→ Task to carry out:
Reproduce the whole listing below word for word, but leave out the pictures.

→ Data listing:
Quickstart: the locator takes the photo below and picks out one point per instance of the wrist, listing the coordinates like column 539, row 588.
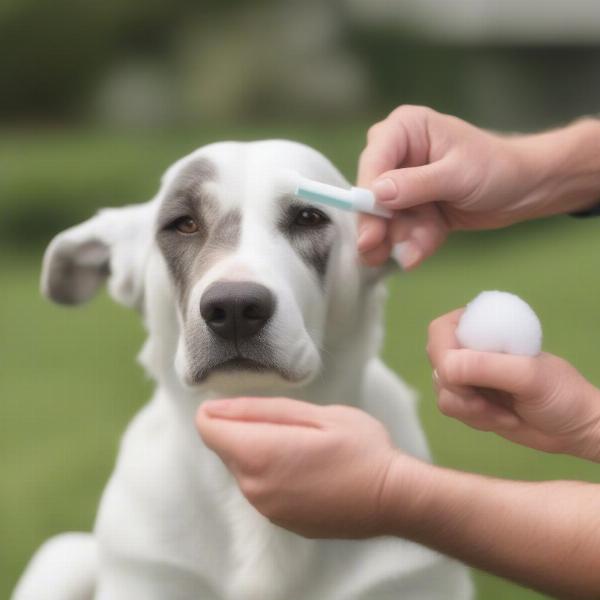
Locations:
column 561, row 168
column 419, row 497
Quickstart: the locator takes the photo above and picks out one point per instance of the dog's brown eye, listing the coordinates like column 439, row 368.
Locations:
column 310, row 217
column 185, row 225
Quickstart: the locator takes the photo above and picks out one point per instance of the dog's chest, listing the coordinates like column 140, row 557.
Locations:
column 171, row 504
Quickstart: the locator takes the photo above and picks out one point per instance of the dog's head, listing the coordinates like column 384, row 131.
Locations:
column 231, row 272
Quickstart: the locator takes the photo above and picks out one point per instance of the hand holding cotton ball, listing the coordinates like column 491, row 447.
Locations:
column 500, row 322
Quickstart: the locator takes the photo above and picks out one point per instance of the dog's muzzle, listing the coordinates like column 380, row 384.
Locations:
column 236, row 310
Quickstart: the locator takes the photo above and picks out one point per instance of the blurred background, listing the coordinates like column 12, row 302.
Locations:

→ Finished task:
Quickstart: the locator takes the photo below and picks out one point per instance of the wrist, listing the coordinates like column 539, row 588.
Locations:
column 561, row 168
column 419, row 497
Quickstart: the locator takes the photo above and picks out one point per instance of the dog's brown eye, listing the coordinates like column 439, row 368.
Locations:
column 310, row 217
column 185, row 225
Quickstart: the locator takes the photo above and picks out one point per instance of the dog's chest, listing the coordinates like column 140, row 557.
Locations:
column 171, row 504
Quickstart: the locator takes the photo above and picks out one point per instance of the dog's head, listing the coordinates like column 384, row 131.
Locations:
column 231, row 272
Quickstart: the locator takes the photo above and picks out one point per instance of the hand holding cotton ball, listing the coordinates like column 491, row 447.
Locations:
column 500, row 322
Quickstart: the locator takes the photo above and picks out one point per instance of the dog's muzzle, listing the coordinates like column 380, row 384.
Locations:
column 236, row 310
Quickstart: the locator takes the photo above and picks out one point per instance of the blurred background, listing the coordinates like column 12, row 302.
Locations:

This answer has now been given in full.